#### [Written problem]
Pull out every one of the rows below and reproduce each line verbatim, in its original order.
— begin —
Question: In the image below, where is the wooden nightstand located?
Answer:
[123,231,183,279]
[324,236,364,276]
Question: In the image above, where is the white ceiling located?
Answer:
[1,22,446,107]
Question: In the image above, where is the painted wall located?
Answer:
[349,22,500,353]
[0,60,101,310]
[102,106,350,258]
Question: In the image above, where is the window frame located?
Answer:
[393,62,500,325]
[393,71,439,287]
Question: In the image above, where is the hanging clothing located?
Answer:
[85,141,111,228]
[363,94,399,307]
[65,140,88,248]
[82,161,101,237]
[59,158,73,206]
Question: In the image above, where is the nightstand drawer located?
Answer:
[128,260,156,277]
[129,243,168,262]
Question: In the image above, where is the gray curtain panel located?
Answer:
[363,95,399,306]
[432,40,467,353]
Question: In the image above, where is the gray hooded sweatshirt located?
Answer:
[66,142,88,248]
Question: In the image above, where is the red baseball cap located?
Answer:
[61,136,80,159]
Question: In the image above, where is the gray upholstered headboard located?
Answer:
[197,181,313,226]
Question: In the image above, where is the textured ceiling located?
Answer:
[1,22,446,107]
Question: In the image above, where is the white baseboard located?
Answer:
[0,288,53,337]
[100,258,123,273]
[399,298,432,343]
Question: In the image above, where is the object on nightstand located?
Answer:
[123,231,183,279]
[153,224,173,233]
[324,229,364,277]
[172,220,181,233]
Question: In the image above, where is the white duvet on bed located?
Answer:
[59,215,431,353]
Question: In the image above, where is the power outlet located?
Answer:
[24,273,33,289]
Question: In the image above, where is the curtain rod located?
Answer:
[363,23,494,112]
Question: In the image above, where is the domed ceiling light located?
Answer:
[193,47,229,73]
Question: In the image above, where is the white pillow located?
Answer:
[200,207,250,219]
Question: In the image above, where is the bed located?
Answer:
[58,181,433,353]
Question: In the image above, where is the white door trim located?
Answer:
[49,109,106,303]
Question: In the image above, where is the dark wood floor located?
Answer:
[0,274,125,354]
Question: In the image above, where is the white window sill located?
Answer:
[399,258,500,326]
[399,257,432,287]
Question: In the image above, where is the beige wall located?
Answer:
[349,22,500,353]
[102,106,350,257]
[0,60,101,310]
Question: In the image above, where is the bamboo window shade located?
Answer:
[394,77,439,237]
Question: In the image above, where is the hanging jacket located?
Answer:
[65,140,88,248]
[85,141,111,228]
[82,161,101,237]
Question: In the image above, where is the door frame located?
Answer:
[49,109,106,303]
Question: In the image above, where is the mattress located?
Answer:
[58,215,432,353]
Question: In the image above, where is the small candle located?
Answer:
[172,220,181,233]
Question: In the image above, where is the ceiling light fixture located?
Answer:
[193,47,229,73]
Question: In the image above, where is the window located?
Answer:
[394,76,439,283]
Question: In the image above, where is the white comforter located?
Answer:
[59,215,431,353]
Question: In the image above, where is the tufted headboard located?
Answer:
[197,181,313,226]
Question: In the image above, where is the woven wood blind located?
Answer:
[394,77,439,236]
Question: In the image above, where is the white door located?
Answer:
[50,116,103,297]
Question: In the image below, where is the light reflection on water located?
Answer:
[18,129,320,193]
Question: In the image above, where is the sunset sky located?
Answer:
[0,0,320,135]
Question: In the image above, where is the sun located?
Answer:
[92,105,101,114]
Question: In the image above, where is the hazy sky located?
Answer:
— end —
#### [Exercise result]
Question: In the image below, where is the wooden nightstand located?
Answer:
[123,231,183,279]
[324,236,364,276]
Question: In the image above, where is the white ceiling located?
Answer:
[1,22,446,107]
Question: In the image above, where is the painted wall located?
Answer:
[349,22,500,353]
[0,60,101,310]
[102,106,350,258]
Question: In the image above, where is the window frame located?
Answer:
[393,62,500,325]
[393,71,439,287]
Question: In the image above, where is the hanging clothing located?
Answer:
[85,141,111,228]
[363,94,399,307]
[65,140,88,248]
[82,161,101,237]
[59,158,73,206]
Question: In the image above, where is the nightstand drawer located?
Answer:
[128,260,156,277]
[129,243,168,262]
Question: In the image above, where is the gray curtain panel located?
Answer:
[363,95,399,306]
[432,40,467,353]
Question: In the image above, where is the gray hooded sweatshirt located?
Answer:
[66,142,88,248]
Question: In the image above, where is the red baseball cap located?
Answer:
[61,136,80,159]
Question: In the image above, where is the gray upholstered headboard located?
Answer:
[197,181,313,226]
Question: In the image above, where is the textured ceiling located?
Answer:
[1,22,446,107]
Question: In the image above, where is the white baseboard located?
Answer:
[0,288,53,337]
[100,258,123,273]
[399,298,432,343]
Question: In the image above, where is the object on nightstand located?
Answer:
[123,231,183,279]
[153,224,173,233]
[324,229,364,277]
[172,220,181,233]
Question: In the image above, where is the white duvet on bed located?
Answer:
[59,215,431,353]
Question: In the image above, where is the power outlet located?
Answer:
[24,273,33,289]
Question: In the image above, where is the curtain rod located?
Answer:
[363,23,494,112]
Question: In the image above, where is the domed ceiling light located?
Answer:
[193,47,229,73]
Question: In the image above, where is the white pillow located?
Answer:
[200,207,250,219]
Question: In the image above, where is the bed located?
Answer:
[58,181,433,353]
Question: In the image above, where is the white door trim located?
Answer:
[49,109,106,303]
Question: In the image above, where is the dark wood floor located?
Answer:
[0,274,125,354]
Question: In the image above, where is the white window sill located?
Answer:
[399,258,500,326]
[399,257,432,287]
Question: In the image above, where is the beige wall located?
Answer:
[349,22,500,353]
[102,106,350,257]
[0,60,101,310]
Question: In the image above, where is the bamboo window shade located?
Answer:
[394,77,439,237]
Question: In the image above, where is the hanging jacket located?
Answer:
[65,140,88,248]
[85,141,111,228]
[82,161,101,237]
Question: In the image above, where is the door frame located?
Answer:
[49,109,106,303]
Question: In the image above, where is the mattress located?
Answer:
[58,215,432,353]
Question: In the image above, where is the small candle located?
Answer:
[172,220,181,233]
Question: In the image above, where is the ceiling light fixture located?
Answer:
[193,47,229,73]
Question: In the image above, where is the window located?
Answer:
[394,76,439,283]
Question: In the image above, where is the white comforter located?
Answer:
[59,215,431,353]
Question: In the image above, where is the tufted headboard located?
Answer:
[197,181,313,226]
Question: In the image above, where is the woven wood blind located?
Answer:
[394,77,439,236]
Question: In the image above, where is the white door located?
Answer:
[50,116,103,297]
Question: In the image below, where is the light reflection on water located?
Answer:
[18,129,320,193]
Question: In the image above, where is the sunset sky located?
Answer:
[0,0,320,135]
Question: In the image above, where is the sun located?
Answer:
[92,105,101,114]
Question: In the image above, where is the hazy sky located?
Answer:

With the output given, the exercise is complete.